(Collection entries)
________________________________________

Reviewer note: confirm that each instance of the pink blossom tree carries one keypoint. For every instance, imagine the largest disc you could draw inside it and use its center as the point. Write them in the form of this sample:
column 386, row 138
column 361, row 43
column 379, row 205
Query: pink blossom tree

________________________________________

WORK REQUEST
For each record above, output it exactly as written.

THE COMPLETED TASK
Reviewer note: confirm that each instance of the pink blossom tree carries one keypoint. For every instance, imagine the largest disc you could draw inside it and use its center as the point. Write them in the form of this sample:
column 386, row 138
column 361, row 43
column 379, row 205
Query: pink blossom tree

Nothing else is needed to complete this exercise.